• To do
Rewrite the lines below as a numbered list, omitting any blank lines.

• Stored rows

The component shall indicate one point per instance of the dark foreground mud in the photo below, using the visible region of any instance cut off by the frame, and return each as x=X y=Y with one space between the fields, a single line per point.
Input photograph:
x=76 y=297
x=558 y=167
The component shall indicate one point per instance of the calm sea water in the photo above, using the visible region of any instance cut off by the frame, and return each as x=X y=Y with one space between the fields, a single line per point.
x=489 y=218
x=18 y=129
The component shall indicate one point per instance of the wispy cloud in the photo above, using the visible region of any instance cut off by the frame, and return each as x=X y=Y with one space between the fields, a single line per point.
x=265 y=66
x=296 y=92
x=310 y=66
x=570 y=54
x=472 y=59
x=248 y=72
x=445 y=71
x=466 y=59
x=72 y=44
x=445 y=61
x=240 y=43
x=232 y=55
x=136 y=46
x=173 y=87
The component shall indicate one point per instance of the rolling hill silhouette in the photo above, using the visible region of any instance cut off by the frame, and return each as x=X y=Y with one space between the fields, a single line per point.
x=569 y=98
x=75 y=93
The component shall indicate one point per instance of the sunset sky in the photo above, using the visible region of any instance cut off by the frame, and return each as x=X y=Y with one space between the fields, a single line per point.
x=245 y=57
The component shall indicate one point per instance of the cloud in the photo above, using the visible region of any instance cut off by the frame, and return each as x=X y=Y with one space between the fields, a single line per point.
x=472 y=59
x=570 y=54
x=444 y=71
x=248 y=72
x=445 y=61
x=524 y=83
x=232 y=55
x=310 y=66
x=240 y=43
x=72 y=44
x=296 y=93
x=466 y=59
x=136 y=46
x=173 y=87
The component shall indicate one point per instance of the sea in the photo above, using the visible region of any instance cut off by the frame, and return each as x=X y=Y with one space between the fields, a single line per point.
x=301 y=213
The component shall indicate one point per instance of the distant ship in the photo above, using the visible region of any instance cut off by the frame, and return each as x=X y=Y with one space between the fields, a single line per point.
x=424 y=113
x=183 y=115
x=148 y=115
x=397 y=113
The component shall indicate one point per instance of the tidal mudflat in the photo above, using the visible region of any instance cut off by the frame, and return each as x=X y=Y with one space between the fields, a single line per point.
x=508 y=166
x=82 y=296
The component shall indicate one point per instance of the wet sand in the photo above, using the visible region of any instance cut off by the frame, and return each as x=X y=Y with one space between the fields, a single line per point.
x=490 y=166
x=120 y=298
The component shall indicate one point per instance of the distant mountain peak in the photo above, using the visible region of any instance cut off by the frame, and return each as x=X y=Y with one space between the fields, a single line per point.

• Worked answer
1. The component shall indicate one point per instance of the dark foreground mud in the photo below, using the visible region of any instance cut off by the frame, and return each as x=X y=Y with one space between the fields, a single line per point.
2. Input photograph:
3. x=76 y=297
4. x=558 y=167
5. The component shall indicate one point per instance of the calm sea water in the photo above, using the visible region of any instance cut off by the frame, and return each as x=X y=Y with one space between the fields, a single line per point.
6. x=489 y=218
7. x=18 y=129
8. The component shall indicate one point per instance of the wispy cloud in the photo above, using the visible region of any instance cut off by the frame, and return each as x=X y=Y with one space between the fields, a single line per point.
9. x=265 y=66
10. x=296 y=92
11. x=310 y=66
12. x=570 y=54
13. x=472 y=59
14. x=248 y=72
15. x=445 y=71
16. x=466 y=59
17. x=72 y=44
18. x=445 y=61
19. x=240 y=43
20. x=232 y=55
21. x=136 y=46
22. x=173 y=87
23. The component shall indicate one point per instance of the rolling hill silhouette in the photo above, using the visible region of any instance cut off by the frame, and return each as x=X y=Y with one space between the fields, a single line per point.
24. x=569 y=98
25. x=75 y=93
26. The component shall indicate one point per instance of the sunset sky in the photo above, using the visible region of any instance cut off by the frame, and return each as x=X y=Y with one space between the fields, a single line per point.
27. x=245 y=57
28. The component shall indicate one point per instance of the cloud in the photo above, using the visible region of any instance cut off by the frame, and return each as x=X y=Y with one space between the fields, a single line per point.
29. x=472 y=59
30. x=570 y=54
31. x=444 y=71
32. x=248 y=72
33. x=445 y=61
34. x=524 y=83
35. x=232 y=55
36. x=310 y=66
37. x=240 y=43
38. x=72 y=44
39. x=296 y=93
40. x=466 y=59
41. x=136 y=46
42. x=173 y=87
43. The component shall indicate one point per instance of the sea in the photo above, using the visible region of any instance cut off by the frame, and return each as x=X y=Y with one space between the fields, a single line per point.
44. x=301 y=213
45. The component shall indicate one point per instance of the distant ship in the photo above, using the visible region of any instance cut off by the frame, and return each as x=X y=Y with one space between the fields, a single line per point.
46. x=424 y=113
47. x=183 y=115
48. x=148 y=115
49. x=397 y=113
50. The component shall indicate one point per instance of the tidal mudflat in the photo above, using the visible region of any instance cut off by the frame, and return each as x=X y=Y with one space between the fields, a single line per point.
51. x=508 y=166
52. x=82 y=296
53. The component shall indicate one point per instance of the wet sand in the photo above, using the visible region of any instance cut off by the frame, and return each as x=X y=Y with one space between the fields, a single line per point.
54. x=490 y=166
55. x=120 y=298
56. The component shall indicate one point per instance of the distant mountain peak in the photo above, using the visible region of any instance cut off by the frame, and return each as x=X y=Y with one space between the fields, a single line per point.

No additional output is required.